● TRY IT: The answer must be an exact printing of every record below, with the pictures omitted.

[Records from a data source]

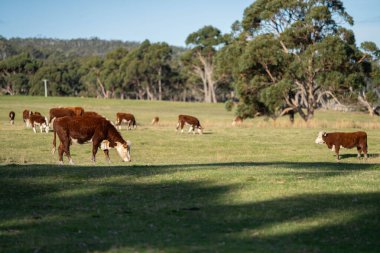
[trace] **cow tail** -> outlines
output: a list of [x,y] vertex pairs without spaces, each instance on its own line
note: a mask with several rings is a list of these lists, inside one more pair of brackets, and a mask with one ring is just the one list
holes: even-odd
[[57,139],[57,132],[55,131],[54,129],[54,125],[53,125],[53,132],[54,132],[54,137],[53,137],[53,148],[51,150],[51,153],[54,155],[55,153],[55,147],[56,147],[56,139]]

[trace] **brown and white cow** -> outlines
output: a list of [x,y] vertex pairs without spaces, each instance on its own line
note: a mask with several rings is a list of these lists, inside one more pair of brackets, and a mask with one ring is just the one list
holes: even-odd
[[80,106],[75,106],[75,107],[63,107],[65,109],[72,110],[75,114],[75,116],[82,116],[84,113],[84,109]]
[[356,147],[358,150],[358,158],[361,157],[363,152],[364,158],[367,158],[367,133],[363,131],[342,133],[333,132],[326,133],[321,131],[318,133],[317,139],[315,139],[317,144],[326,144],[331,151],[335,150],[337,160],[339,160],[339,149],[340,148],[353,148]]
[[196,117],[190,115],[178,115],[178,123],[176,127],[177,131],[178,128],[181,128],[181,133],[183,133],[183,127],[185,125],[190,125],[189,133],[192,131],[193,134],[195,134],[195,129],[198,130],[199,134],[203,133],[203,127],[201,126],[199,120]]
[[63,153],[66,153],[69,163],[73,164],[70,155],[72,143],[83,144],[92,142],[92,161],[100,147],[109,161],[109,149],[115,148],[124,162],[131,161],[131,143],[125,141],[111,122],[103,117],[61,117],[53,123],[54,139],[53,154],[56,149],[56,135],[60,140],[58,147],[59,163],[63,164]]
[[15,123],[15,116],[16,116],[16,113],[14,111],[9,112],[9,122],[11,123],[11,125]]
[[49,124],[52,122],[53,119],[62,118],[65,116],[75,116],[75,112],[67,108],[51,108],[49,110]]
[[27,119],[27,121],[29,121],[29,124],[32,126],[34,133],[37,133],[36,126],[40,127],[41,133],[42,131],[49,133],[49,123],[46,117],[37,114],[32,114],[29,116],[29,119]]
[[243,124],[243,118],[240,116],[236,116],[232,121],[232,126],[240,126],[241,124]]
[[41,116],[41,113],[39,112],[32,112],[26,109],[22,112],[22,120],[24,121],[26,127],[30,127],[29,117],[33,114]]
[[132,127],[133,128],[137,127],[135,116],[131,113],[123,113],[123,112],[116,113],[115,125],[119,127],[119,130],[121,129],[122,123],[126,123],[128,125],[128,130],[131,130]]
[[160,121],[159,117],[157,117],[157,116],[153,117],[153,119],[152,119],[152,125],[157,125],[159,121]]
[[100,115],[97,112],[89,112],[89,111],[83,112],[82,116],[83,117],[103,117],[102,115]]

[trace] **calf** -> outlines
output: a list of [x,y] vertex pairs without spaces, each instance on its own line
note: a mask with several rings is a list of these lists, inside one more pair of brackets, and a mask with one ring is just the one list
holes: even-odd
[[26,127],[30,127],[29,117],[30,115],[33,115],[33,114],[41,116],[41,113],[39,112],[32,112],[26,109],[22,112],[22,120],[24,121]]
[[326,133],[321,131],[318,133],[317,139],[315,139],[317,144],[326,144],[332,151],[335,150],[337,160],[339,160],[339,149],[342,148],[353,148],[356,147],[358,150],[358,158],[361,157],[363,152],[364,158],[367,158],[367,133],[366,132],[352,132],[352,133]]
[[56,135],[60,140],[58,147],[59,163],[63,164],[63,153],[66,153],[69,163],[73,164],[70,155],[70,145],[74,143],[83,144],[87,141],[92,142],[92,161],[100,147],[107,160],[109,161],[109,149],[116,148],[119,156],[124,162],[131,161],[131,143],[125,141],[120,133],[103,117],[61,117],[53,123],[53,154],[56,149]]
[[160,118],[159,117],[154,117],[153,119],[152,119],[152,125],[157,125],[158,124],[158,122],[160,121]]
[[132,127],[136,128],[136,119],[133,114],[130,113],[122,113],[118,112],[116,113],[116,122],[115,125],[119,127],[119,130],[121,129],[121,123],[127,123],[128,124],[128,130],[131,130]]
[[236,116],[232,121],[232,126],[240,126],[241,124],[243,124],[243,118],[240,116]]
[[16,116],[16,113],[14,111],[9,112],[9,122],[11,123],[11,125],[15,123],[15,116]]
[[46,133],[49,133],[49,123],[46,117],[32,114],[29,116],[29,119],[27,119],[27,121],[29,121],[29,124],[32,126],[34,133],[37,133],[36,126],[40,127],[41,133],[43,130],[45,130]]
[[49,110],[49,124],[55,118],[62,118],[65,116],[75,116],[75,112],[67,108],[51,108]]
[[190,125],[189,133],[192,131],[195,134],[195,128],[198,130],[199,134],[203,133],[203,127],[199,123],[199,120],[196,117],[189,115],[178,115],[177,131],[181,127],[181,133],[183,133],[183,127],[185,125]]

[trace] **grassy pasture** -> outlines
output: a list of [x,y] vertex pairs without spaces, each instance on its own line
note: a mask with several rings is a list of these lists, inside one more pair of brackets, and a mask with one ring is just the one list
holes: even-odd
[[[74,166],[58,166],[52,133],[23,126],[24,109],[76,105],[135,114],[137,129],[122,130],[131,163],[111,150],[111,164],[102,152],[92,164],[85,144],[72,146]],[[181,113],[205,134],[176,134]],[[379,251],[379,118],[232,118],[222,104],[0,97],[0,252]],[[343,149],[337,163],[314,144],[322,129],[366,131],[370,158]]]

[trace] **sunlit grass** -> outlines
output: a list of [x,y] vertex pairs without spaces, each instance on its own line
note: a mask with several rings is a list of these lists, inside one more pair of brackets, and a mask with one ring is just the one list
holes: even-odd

● SOLUTION FOR THIS TASK:
[trace] **cow tail** -> outlines
output: a list of [x,y] vertex pairs without spaces, each instance on its own line
note: a mask with several rings is a list of these lists, inside one more pair of brackets, and a mask with one ring is just the one list
holes: even-odd
[[57,139],[57,132],[55,131],[54,129],[54,125],[53,125],[53,132],[54,132],[54,137],[53,137],[53,148],[51,150],[51,153],[54,155],[55,153],[55,147],[56,147],[56,139]]

[trace] **brown and white cow** -> outlines
output: a list of [x,y] vertex pairs without spaces, each instance on its own line
note: a mask with several rings is a list of these lists, inside one more pair of brackets, and a mask with one ring is just the one list
holes: even-odd
[[80,106],[75,106],[75,107],[63,107],[65,109],[72,110],[75,114],[75,116],[82,116],[84,113],[84,109]]
[[356,147],[358,150],[358,158],[361,157],[363,152],[364,158],[367,158],[367,133],[363,131],[342,133],[333,132],[326,133],[321,131],[318,133],[317,139],[315,139],[317,144],[326,144],[331,151],[335,150],[337,160],[339,160],[339,149],[340,148],[353,148]]
[[196,117],[190,115],[178,115],[178,123],[176,127],[177,131],[178,128],[181,128],[181,133],[183,133],[183,127],[185,125],[190,125],[189,133],[192,131],[193,134],[195,134],[195,129],[198,130],[199,134],[203,133],[203,127],[201,126],[199,120]]
[[63,153],[66,153],[69,163],[73,164],[70,155],[72,143],[83,144],[92,142],[92,161],[100,147],[109,161],[109,149],[115,148],[124,162],[131,161],[131,143],[125,141],[111,122],[103,117],[61,117],[53,123],[54,139],[53,154],[56,149],[56,135],[60,140],[58,147],[59,163],[63,164]]
[[15,123],[15,116],[16,116],[16,113],[14,111],[9,112],[9,122],[11,123],[11,125]]
[[49,124],[52,122],[53,119],[62,118],[65,116],[75,116],[75,112],[67,108],[51,108],[49,110]]
[[27,119],[27,121],[29,121],[29,124],[32,126],[34,133],[37,133],[36,126],[40,127],[41,133],[42,131],[49,133],[49,123],[46,117],[37,114],[32,114],[29,116],[29,119]]
[[243,124],[243,118],[240,116],[236,116],[232,121],[232,126],[240,126],[241,124]]
[[41,116],[41,113],[39,112],[32,112],[26,109],[22,112],[22,120],[24,121],[26,127],[30,127],[29,117],[33,114]]
[[132,127],[133,128],[137,127],[135,116],[131,113],[123,113],[123,112],[116,113],[115,125],[119,127],[119,130],[121,129],[122,123],[126,123],[128,125],[128,130],[131,130]]
[[160,121],[159,117],[157,117],[157,116],[153,117],[153,119],[152,119],[152,125],[157,125],[159,121]]
[[100,115],[97,112],[89,112],[89,111],[83,112],[82,116],[83,117],[103,117],[102,115]]

[trace] **calf** -> outlines
output: a list of [x,y] vertex pairs without spaces, each instance on its own line
note: a mask with several rings is a list of these lists, inside one more pair of brackets, and a mask with one ring is just the one list
holes: even-odd
[[26,127],[30,127],[29,117],[30,115],[33,115],[33,114],[41,116],[41,113],[39,112],[32,112],[26,109],[22,112],[22,120],[24,121]]
[[326,133],[321,131],[318,133],[317,139],[315,139],[317,144],[326,144],[332,151],[335,150],[337,160],[339,160],[339,149],[342,148],[353,148],[356,147],[358,150],[358,158],[361,157],[363,152],[364,158],[367,158],[367,133],[366,132],[352,132],[352,133]]
[[56,135],[60,140],[58,147],[59,163],[63,164],[63,153],[66,153],[69,163],[73,164],[70,155],[70,145],[74,143],[83,144],[87,141],[92,142],[92,161],[100,147],[107,160],[109,161],[109,149],[116,148],[119,156],[124,162],[131,161],[131,143],[125,141],[120,133],[103,117],[61,117],[53,123],[53,154],[56,149]]
[[160,118],[159,117],[154,117],[153,119],[152,119],[152,125],[157,125],[158,124],[158,122],[160,121]]
[[132,127],[136,128],[136,119],[133,114],[130,113],[122,113],[118,112],[116,113],[116,122],[115,125],[119,127],[119,130],[121,129],[121,123],[127,123],[128,124],[128,130],[131,130]]
[[236,116],[232,121],[232,126],[240,126],[241,124],[243,124],[243,118],[240,116]]
[[16,116],[16,113],[14,111],[9,112],[9,122],[11,123],[11,125],[15,123],[15,116]]
[[46,133],[49,133],[49,123],[46,117],[32,114],[29,116],[29,119],[27,119],[27,121],[29,121],[29,124],[32,126],[34,133],[37,133],[36,126],[40,127],[41,133],[43,130],[45,130]]
[[49,110],[49,124],[55,118],[62,118],[65,116],[75,116],[75,112],[67,108],[51,108]]
[[190,125],[189,133],[192,131],[195,134],[195,128],[198,130],[199,134],[203,133],[203,127],[199,123],[199,120],[196,117],[189,115],[178,115],[177,131],[181,127],[181,133],[183,133],[183,127],[185,125]]

[trace] **grassy pasture** -> outlines
output: a list of [x,y] vertex pairs without spaces, each instance on its own line
note: a mask with several rings is a list of these lists, inside one more pair of brackets, and a mask with one ring is just the one list
holes: even-odd
[[[74,166],[58,166],[52,133],[23,126],[24,109],[76,105],[135,114],[137,129],[122,130],[131,163],[111,150],[111,164],[102,152],[92,164],[85,144],[72,146]],[[181,113],[205,134],[176,134]],[[379,251],[379,118],[232,118],[222,104],[0,97],[0,252]],[[343,149],[337,163],[314,144],[322,129],[366,131],[370,158]]]

[trace] **sunlit grass** -> outlines
output: a list of [x,y] vertex pairs without spaces, each instance on its own line
note: a mask with several rings is a list of these lists, inside one more pair of brackets, and a mask with one ring is just the one list
holes: even-odd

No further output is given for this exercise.